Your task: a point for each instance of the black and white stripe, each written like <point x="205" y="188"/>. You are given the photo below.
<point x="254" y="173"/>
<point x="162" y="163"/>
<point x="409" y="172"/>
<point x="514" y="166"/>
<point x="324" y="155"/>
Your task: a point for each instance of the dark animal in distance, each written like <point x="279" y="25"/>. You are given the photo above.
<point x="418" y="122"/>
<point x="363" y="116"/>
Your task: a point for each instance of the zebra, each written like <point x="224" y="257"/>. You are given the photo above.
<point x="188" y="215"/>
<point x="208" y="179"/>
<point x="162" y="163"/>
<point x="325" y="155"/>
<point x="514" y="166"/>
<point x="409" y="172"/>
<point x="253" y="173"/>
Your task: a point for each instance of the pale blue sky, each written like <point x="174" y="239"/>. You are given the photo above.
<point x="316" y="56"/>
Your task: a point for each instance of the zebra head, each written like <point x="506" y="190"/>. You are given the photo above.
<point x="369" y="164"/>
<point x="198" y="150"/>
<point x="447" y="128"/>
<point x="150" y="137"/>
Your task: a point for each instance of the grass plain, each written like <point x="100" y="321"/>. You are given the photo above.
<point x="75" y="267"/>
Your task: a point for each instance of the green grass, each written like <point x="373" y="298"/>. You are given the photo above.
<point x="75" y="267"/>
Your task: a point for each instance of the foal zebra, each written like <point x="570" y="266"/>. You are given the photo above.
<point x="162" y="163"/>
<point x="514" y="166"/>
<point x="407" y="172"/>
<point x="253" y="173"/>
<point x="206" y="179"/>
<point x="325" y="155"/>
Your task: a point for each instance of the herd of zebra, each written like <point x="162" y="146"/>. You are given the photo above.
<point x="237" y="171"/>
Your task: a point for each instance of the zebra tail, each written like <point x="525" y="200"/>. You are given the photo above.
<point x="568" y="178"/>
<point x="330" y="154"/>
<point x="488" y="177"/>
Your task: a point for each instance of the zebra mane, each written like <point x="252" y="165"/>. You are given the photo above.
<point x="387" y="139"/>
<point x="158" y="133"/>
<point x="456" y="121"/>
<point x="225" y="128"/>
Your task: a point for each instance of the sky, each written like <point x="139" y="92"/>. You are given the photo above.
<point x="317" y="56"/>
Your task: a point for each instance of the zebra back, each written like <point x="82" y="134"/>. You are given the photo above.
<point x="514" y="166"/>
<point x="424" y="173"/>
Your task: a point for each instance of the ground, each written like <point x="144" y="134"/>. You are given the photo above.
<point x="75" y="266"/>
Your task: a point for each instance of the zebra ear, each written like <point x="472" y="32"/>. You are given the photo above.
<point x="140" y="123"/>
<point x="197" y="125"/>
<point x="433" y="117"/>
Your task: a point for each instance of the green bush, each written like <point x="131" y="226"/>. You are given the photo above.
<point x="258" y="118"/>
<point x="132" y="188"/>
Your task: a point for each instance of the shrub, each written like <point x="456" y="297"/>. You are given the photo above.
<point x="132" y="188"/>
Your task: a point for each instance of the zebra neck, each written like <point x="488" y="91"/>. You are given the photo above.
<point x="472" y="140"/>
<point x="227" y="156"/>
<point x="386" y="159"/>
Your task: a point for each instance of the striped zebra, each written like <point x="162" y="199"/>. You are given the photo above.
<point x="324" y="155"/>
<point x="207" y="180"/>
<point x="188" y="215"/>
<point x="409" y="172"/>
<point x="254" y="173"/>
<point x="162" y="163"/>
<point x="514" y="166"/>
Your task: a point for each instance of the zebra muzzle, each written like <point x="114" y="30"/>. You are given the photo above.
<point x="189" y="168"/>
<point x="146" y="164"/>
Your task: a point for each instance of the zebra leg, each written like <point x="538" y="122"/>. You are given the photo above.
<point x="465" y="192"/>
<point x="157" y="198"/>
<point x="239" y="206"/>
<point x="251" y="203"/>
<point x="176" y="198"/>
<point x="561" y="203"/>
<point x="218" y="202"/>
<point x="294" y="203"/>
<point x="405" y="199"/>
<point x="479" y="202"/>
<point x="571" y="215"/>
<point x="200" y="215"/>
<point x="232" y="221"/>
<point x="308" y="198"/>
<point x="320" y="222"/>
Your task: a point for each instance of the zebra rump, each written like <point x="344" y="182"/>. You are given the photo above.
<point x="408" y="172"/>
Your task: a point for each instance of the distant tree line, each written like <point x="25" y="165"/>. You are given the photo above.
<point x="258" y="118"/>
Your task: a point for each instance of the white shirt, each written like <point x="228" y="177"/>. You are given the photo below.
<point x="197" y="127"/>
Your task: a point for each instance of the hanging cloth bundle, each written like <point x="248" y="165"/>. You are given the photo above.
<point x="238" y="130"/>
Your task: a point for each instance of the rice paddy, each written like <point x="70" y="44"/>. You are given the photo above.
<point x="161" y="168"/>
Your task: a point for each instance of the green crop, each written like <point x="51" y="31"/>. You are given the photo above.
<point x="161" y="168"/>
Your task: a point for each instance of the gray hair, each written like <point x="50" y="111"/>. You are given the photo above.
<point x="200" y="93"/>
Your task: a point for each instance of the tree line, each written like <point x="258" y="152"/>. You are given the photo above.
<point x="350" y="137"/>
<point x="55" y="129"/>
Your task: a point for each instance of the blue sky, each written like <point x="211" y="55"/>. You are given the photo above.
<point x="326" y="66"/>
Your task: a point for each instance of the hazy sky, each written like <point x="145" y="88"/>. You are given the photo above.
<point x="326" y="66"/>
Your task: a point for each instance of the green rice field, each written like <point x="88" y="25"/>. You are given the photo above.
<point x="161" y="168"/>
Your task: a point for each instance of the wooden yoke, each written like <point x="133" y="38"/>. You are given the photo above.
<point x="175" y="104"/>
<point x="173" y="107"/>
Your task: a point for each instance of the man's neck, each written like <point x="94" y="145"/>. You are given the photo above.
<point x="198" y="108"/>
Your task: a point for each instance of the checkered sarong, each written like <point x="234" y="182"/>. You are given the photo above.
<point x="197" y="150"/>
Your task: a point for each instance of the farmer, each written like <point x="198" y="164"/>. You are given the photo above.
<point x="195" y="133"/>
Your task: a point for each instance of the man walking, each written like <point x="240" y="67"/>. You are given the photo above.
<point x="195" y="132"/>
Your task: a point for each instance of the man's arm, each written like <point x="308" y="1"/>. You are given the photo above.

• • • • •

:: What is needed ::
Using the data above, print every record exactly as shown.

:: Exercise solution ::
Your task: a point for each instance of the black and white stripe, each written like <point x="205" y="188"/>. You are given the photo below.
<point x="254" y="173"/>
<point x="162" y="163"/>
<point x="409" y="172"/>
<point x="514" y="166"/>
<point x="324" y="155"/>
Your task: a point for each instance of the dark animal in distance, each written like <point x="279" y="25"/>. You are given the photo above.
<point x="418" y="122"/>
<point x="363" y="116"/>
Your task: a point for each instance of the zebra, each written like <point x="224" y="257"/>. You are given the photo above.
<point x="188" y="215"/>
<point x="208" y="179"/>
<point x="162" y="163"/>
<point x="325" y="155"/>
<point x="514" y="166"/>
<point x="409" y="172"/>
<point x="253" y="173"/>
Your task: a point for each instance of the pale blue sky, each written like <point x="174" y="239"/>. You are given the photo above.
<point x="316" y="56"/>
Your task: a point for each instance of the zebra head, each written like <point x="506" y="190"/>. You are given the photo above.
<point x="369" y="164"/>
<point x="198" y="150"/>
<point x="447" y="128"/>
<point x="150" y="137"/>
Your task: a point for each instance of the grass plain, each written like <point x="100" y="321"/>. You are given the photo above.
<point x="75" y="267"/>
Your task: a point for each instance of the green grass, each written like <point x="373" y="298"/>. You are given the photo above.
<point x="75" y="267"/>
Your task: a point for each instance of the foal zebra, each written like <point x="570" y="266"/>. You are given the photo above.
<point x="162" y="163"/>
<point x="514" y="166"/>
<point x="407" y="172"/>
<point x="253" y="173"/>
<point x="206" y="179"/>
<point x="325" y="155"/>
Your task: a point for each instance of the herd of zebra, each written like <point x="162" y="146"/>. You are given the photo above.
<point x="237" y="171"/>
Your task: a point for each instance of the zebra tail, each written like <point x="525" y="200"/>. You are given the photo above.
<point x="568" y="178"/>
<point x="330" y="154"/>
<point x="488" y="177"/>
Your task: a point for each instance of the zebra mane, each written like <point x="252" y="165"/>. You are given the photo above.
<point x="387" y="139"/>
<point x="158" y="133"/>
<point x="456" y="121"/>
<point x="225" y="128"/>
Your task: a point for each instance of the sky, each written like <point x="139" y="92"/>. You are given the photo above.
<point x="317" y="56"/>
Your task: a point for each instance of the zebra back, each written like <point x="82" y="134"/>. You are given the photo above.
<point x="514" y="166"/>
<point x="424" y="173"/>
Your task: a point for each instance of the ground, each written like <point x="144" y="134"/>. You are given the photo above.
<point x="75" y="266"/>
Your task: a point for each instance of the zebra ear, each written like <point x="472" y="32"/>. You are given the photo above.
<point x="140" y="123"/>
<point x="197" y="125"/>
<point x="433" y="117"/>
Your task: a point for each instance of the green bush, each written like <point x="131" y="226"/>. You are given the photo above.
<point x="258" y="118"/>
<point x="132" y="188"/>
Your task: a point for each instance of the shrub, each written like <point x="456" y="297"/>. You are given the photo above.
<point x="132" y="188"/>
Your task: a point for each instance of the zebra neck, each written like <point x="488" y="91"/>. You are given the photo above.
<point x="472" y="140"/>
<point x="227" y="156"/>
<point x="386" y="159"/>
Your task: a point for each instance of the striped zebra, each written like <point x="162" y="199"/>. You are given the photo above.
<point x="324" y="155"/>
<point x="207" y="180"/>
<point x="188" y="215"/>
<point x="409" y="172"/>
<point x="254" y="173"/>
<point x="162" y="163"/>
<point x="514" y="166"/>
Your task: a point for each instance of the zebra muzzle, each written like <point x="114" y="30"/>. You are given the photo above.
<point x="189" y="168"/>
<point x="146" y="164"/>
Your task: a point for each instance of the zebra leg, each written like <point x="538" y="122"/>. You are given the photo above.
<point x="465" y="192"/>
<point x="157" y="198"/>
<point x="239" y="206"/>
<point x="251" y="203"/>
<point x="176" y="198"/>
<point x="561" y="203"/>
<point x="218" y="202"/>
<point x="294" y="203"/>
<point x="405" y="199"/>
<point x="479" y="202"/>
<point x="571" y="215"/>
<point x="200" y="215"/>
<point x="232" y="221"/>
<point x="308" y="198"/>
<point x="320" y="222"/>
Your task: a point for each instance of the zebra rump, each written like <point x="344" y="182"/>. You are given the photo above.
<point x="408" y="172"/>
Your task: a point for each instance of the distant tree line, each written like <point x="25" y="165"/>. You are given the photo above.
<point x="258" y="118"/>
Your task: a point for each instance of the white shirt, each written like <point x="228" y="177"/>. You are given the photo below.
<point x="197" y="127"/>
Your task: a point for each instance of the hanging cloth bundle, each written like <point x="248" y="165"/>. You are given the photo above.
<point x="238" y="130"/>
Your task: a point for each instance of the rice paddy, each written like <point x="70" y="44"/>. You are given the photo above.
<point x="161" y="168"/>
Your task: a point for each instance of the green crop, each written like <point x="51" y="31"/>. You are given the photo above.
<point x="161" y="168"/>
Your task: a point for each instance of the gray hair, each written like <point x="50" y="111"/>. You are given the photo above.
<point x="200" y="93"/>
Your task: a point for each instance of the tree line, each written like <point x="258" y="152"/>. You are given the photo above.
<point x="350" y="137"/>
<point x="55" y="129"/>
Your task: a point for each instance of the blue sky, each written like <point x="211" y="55"/>. You are given the photo above.
<point x="326" y="66"/>
Your task: a point for each instance of the hazy sky, each written like <point x="145" y="88"/>. You are given the photo above.
<point x="326" y="66"/>
Your task: a point for each instance of the green rice field, each written like <point x="88" y="25"/>. You are given the photo above.
<point x="161" y="168"/>
Your task: a point for each instance of the wooden yoke, each written like <point x="133" y="38"/>. You are given the photo above.
<point x="175" y="104"/>
<point x="173" y="107"/>
Your task: a point for each instance of the man's neck, each written like <point x="94" y="145"/>. You are given the photo above.
<point x="198" y="108"/>
Your task: a point for each instance of the checkered sarong, each written like <point x="234" y="182"/>. You are given the photo above.
<point x="197" y="150"/>
Your task: a point for each instance of the farmer, each written like <point x="198" y="164"/>. You are given the photo above.
<point x="195" y="133"/>
Your task: a point for each instance of the man walking, each written like <point x="240" y="67"/>. You are given the photo above.
<point x="195" y="132"/>
Your task: a point for each instance of the man's arm, each written like <point x="308" y="1"/>. You are given the photo above.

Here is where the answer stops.